## OBJETIVO DA TAREFA
Responda com base no texto sobre o debate das drogas:
1. Como se chama a infelicidade que, segundo o texto, faz a conversa sobre drogas ser deixada de lado?
2. Segundo dados de 2012, cerca de quantos por cento dos homicídios no Brasil estão ligados ao tráfico de drogas?
3. Qual entidade é responsável pela campanha “Da proibição nasce o tráfico”?

## FONTE
# # # # #
Img: Instituto Avante Brasil.
“Vamos falar sobre drogas?”. Quantas vezes você imaginou que seus pais iam te dizer isso? Ou quantas vezes você, pai ou mãe, imaginou que deveria dizer isso a seus filhos? A você mesmo? Pois é, muitas vezes uma conversa, uma troca de informações, tão inofensiva quanto gratificante no sentido de que informa, é deixada de lado, esquecida, por uma infelicidade que trazemos conosco chamada tabu.
No Brasil, especialmente, as políticas de combate e prevenção às drogas estão enveredadas por tabus, preconceitos e políticos e políticas conservadoras. Isso não apenas dificulta o debate, como também consolida práticas ineficazes no campo. Segundo dados de 2012, cerca de 56% dos homicídios no país estão ligados ao tráfico de drogas. Já no caso do Uruguai, que está na vanguarda da questão, os dados acerca do tráfico após a regulamentação da maconha são, no mínimo, para se ter inveja. Portanto, mais do que uma questão de preconceitos (por exemplo: para o álcool existe um mercado regulamentado, longe das garras do tráfico), é uma questão que precisa ser discutida, informada, compartilhada. A informação é – e sempre foi – o melhor remédio, como mostra o exemplo da campanha “Da proibição nasce o tráfico”, do Centro de Estudos de Segurança e Cidadania (CESeC), encabeçada pelos cartunistas André Dahmer, Angeli, Arnaldo Branco, Laerte e Leonardo.
# # # # #
## SEÇÃO DE DADOS
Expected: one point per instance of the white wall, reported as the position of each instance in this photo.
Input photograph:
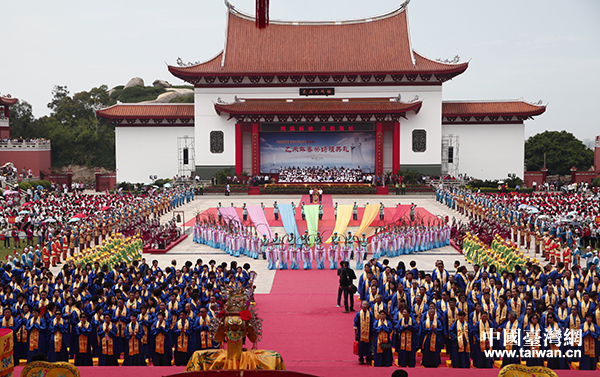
# # # # #
## RESPOSTA ESCRITA
1. Tabu.
2. Cerca de 56%.
3. O Centro de Estudos de Segurança e Cidadania (CESeC).